» **DOCUMENT EXCERPT**
◆ ◆ ◆
Table 6. Comparison of variables rated among the groups during the N3 stage.  

N3 Stage	Paradoxical insomnia group (n=7)	Control group  (n=6)	p-value (< 0.05)
Patients who correctly reported the stimulus	57%	33%	0.40
Patients who experienced arousal	100%	67%	0.10
Patients who experienced awakening	14%	33%	0.42
Patients who correctly reported the stimulus and experienced arousal	100%	0%	0.01
Patients who correctly reported the stimulus and experienced awakening	0%	100%	0.01
Patients who experienced arousal and correctly reported stimuli	57%	0%	0.06
Patients who experienced awakening and correctly reported stimuli	0%	100%	0.08

REM

Regarding REM sleep, few patients in both groups experienced arousals or awakenings; however none of them reported perception of the sound stimulus corresponding to that stage.

Discussion

Summary

The data acquired in this study suggests that subjects with Para-I can perceive a greater amount of stimuli and recognize more of these stimuli compared to healthy controls during the N2 and N3 stages of sleep. There were no differences in the rate of correct answers associated with arousal and awakening in the two groups. The percentage of patients experiencing arousal and successfully reporting perception of the correct stimulus was higher in the study group, but for awakenings, the success rate was higher in the control group. CG reported perception of stimuli more often when the sound was able to elicit an awakening. Those stimuli which generated arousals were not as well perceived by controls as they were by Para-I.

Implications

The findings of this study suggest that patients with Para-I have a higher ability to perceive and process information during the N2 and N3 stages of NREM sleep. These results come in accordance to some data present in literature. Subjects with Para-I exhibit decreased delta band relative power and increased alpha, sigma, and beta bands in EEG frequency spectra during NREM sleep, and these findings are associated with subjective sleep complaints [20,24,26, 32, 33]. During REM sleep, increased activity in the beta frequency has been reported in these patients [20,34]. They also present enhanced attentional processing and/or a greater need for inhibition during wakefulness, sleep onset, and sleep [2]. In addition, a study of transcranial magnetic stimulation showed that patients with chronic insomnia have increased absolute cortical excitability [35]. These findings support the hypothesis that Para-I may have greater cortical activation, potentially interfering with the initiation and maintenance of sleep, which is consistent with the findings of the present study.
◆ ◆ ◆
» **LISTED ENTRIES**
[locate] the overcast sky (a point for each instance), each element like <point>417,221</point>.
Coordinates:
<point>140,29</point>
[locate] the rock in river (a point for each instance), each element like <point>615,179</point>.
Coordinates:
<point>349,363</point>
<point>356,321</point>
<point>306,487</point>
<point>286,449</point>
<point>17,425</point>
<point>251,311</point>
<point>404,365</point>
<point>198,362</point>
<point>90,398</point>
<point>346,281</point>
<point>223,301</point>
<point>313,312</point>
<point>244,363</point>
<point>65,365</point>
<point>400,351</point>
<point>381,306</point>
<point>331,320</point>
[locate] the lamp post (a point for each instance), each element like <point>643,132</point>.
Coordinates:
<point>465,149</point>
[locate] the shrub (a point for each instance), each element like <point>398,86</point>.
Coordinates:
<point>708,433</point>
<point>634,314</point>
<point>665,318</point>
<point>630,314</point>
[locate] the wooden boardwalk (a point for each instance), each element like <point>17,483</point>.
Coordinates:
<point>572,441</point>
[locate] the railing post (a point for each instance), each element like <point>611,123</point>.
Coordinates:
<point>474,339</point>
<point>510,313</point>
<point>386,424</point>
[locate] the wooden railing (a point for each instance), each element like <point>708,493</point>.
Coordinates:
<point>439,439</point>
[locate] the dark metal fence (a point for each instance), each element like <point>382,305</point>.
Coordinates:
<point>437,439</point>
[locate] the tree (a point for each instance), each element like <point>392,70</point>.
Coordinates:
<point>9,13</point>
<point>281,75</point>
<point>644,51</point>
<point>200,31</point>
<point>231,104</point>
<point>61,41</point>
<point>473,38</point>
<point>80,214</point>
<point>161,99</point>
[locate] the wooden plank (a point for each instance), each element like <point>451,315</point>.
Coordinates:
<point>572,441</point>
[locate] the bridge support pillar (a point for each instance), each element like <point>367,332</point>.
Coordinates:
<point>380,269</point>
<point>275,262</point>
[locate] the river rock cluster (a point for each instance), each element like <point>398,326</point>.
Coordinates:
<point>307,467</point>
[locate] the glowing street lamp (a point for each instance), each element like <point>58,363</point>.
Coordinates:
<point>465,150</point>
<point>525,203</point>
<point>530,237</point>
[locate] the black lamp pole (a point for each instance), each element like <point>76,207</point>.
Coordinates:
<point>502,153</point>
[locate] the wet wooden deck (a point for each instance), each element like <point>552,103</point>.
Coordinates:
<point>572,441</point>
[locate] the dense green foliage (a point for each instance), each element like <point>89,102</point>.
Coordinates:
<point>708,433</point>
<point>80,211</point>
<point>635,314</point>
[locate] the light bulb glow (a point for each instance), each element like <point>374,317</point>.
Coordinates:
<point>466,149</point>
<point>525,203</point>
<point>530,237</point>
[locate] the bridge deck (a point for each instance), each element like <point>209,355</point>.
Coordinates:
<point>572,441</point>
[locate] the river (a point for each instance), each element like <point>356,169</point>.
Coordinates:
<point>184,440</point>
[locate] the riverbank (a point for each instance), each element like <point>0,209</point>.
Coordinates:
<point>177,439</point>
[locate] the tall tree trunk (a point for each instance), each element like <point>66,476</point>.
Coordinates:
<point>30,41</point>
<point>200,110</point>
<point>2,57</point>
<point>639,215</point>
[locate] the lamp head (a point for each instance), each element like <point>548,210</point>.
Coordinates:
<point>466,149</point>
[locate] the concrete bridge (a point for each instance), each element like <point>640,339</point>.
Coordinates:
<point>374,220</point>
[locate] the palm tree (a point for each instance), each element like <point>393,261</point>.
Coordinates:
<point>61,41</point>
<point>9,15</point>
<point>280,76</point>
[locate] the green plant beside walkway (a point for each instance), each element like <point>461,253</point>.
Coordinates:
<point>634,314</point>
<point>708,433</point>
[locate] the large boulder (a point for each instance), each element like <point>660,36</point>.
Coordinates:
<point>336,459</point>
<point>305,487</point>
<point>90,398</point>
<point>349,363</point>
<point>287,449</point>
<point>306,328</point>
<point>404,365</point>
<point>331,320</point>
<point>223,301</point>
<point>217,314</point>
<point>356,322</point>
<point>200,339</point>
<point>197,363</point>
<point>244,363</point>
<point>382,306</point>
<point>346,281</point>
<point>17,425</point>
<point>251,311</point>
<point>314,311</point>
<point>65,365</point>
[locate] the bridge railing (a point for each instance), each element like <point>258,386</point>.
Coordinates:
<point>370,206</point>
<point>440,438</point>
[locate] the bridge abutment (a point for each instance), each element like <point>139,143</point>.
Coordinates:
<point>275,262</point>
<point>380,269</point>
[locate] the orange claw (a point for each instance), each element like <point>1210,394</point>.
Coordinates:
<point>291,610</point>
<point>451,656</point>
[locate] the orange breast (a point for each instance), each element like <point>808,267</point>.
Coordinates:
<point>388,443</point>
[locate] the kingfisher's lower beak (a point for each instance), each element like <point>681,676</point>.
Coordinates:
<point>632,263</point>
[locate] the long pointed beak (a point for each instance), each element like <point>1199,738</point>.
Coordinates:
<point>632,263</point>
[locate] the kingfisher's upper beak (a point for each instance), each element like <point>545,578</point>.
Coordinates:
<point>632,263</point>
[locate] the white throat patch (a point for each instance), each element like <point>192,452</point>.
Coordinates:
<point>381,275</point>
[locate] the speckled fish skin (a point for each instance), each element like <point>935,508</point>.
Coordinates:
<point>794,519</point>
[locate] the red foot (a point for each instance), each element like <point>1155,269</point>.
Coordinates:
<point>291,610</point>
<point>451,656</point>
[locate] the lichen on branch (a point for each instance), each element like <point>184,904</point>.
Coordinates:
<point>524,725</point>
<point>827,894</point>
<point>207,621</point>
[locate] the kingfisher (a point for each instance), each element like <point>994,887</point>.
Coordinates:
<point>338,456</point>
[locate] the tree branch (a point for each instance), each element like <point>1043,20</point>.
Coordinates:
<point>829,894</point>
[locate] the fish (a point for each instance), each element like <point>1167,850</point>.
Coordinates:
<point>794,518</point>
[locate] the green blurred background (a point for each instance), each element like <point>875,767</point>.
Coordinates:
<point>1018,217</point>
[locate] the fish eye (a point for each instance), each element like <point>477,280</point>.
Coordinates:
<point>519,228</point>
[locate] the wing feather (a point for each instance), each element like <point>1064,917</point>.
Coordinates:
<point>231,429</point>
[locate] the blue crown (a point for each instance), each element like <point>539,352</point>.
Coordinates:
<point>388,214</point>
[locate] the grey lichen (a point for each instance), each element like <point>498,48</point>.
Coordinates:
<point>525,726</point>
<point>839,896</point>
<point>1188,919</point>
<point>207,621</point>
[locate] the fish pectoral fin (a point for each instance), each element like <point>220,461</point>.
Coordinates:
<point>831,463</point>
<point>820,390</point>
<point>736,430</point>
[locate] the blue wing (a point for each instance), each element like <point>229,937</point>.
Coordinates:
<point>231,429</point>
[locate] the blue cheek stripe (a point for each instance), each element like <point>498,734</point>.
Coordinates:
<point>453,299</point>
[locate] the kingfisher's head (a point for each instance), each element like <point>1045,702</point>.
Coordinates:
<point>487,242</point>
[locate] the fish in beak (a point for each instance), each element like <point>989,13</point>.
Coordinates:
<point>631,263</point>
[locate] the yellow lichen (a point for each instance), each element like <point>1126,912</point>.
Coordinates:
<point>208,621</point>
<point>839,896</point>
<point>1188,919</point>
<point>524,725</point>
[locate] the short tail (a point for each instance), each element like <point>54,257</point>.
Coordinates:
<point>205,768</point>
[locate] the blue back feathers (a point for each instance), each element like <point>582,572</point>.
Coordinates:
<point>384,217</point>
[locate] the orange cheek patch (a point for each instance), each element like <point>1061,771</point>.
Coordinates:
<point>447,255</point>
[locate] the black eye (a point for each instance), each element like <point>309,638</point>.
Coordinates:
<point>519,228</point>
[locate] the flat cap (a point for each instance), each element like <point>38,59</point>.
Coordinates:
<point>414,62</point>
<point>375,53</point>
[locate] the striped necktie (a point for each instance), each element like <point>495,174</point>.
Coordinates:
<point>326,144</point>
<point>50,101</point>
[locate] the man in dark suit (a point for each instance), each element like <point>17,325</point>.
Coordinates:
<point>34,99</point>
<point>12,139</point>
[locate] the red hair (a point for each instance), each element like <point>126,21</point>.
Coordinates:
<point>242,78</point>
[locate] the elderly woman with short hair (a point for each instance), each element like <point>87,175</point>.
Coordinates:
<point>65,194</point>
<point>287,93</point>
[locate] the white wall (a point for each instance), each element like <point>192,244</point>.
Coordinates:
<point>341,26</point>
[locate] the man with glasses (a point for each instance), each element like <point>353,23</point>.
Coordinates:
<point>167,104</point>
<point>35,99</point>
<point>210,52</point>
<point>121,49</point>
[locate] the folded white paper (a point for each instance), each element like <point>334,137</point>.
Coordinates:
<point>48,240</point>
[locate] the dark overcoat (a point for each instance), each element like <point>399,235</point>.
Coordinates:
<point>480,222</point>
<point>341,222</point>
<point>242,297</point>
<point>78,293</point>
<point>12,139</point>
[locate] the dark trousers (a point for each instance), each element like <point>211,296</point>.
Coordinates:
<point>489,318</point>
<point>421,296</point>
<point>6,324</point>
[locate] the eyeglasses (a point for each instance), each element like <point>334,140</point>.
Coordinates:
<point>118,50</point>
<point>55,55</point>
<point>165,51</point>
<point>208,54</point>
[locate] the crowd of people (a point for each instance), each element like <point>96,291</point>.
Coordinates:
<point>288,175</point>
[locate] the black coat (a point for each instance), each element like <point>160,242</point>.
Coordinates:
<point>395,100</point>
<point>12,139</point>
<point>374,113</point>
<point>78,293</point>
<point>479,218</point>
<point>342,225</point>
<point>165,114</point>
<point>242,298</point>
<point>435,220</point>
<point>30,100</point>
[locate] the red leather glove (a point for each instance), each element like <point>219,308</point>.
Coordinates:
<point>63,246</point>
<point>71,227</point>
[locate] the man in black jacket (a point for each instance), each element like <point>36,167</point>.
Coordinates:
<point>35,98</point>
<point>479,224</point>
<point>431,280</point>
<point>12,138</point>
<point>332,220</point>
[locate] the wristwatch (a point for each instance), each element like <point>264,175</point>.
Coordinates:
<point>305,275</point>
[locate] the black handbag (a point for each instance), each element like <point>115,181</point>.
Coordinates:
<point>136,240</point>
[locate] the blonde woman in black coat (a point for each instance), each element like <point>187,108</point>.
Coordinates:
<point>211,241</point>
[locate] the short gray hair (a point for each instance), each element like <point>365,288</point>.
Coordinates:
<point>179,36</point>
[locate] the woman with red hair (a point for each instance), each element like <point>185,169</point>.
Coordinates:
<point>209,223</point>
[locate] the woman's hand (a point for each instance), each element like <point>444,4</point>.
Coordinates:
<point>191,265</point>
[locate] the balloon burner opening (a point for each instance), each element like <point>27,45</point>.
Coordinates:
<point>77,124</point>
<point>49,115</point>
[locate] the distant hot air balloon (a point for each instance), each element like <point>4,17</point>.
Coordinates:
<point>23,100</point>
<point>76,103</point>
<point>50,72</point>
◆ ◆ ◆
» **WORK REQUEST A**
Do the following statements agree with the paradoxical insomnia study excerpt above? Answer yes or no for each and quote the words of the excerpt that decide it.
(i) None of the patients who had arousals or awakenings during REM sleep reported perceiving the sound stimulus for that stage.
(ii) For awakenings, the control group had a higher success rate than the study group.
(iii) The two groups differed in the rate of correct answers associated with arousal and awakening.
» **WORK REQUEST B**
Continue the paradoxical insomnia study excerpt from its final sentence.

» **WRITTEN RESPONSE A**
(i) Yes: "none of them reported perception of the sound stimulus corresponding to that stage."
(ii) Yes: "but for awakenings, the success rate was higher in the control group."
(iii) No: "There were no differences in the rate of correct answers associated with arousal and awakening in the two groups."

» **WRITTEN RESPONSE B**
This increase in cortical excitability would lead to activities incompatible with sleep, such as information processing [26]. The excess occurrence of high frequency EEG activity can hinder the inhibition of consciousness to perception of the sleep state, thus exposing the patient to stimuli from the external environment. We do not have enough data to assert whether this neurophysiological pattern results in impaired ability to suppress information processing during this period; however, in light of our findings in this study, we can suggest this as a possibility.

Considering previous data [2,20,24, 26, 32,33,35] and the findings of the present study, we may suggest that patients with Para-I may have a deficit in the ability to suppress information processing during NREM sleep, probably secondary to a larger contingent of high frequency EEG activity during sleep, as verified in the EEG frequency spectra. Although these patients also exhibit increased activity in the beta frequency during REM sleep, [20,34] the patients in our experiment were not influenced by sound stimuli at this stage. In addition, our findings also support the theory of the attenuation/suppression of the mesograde amnesia [28] that would be the reason subjects with paradoxical insomnia are able to recall and/or recognize information from sleep onset intervals better than good sleepers.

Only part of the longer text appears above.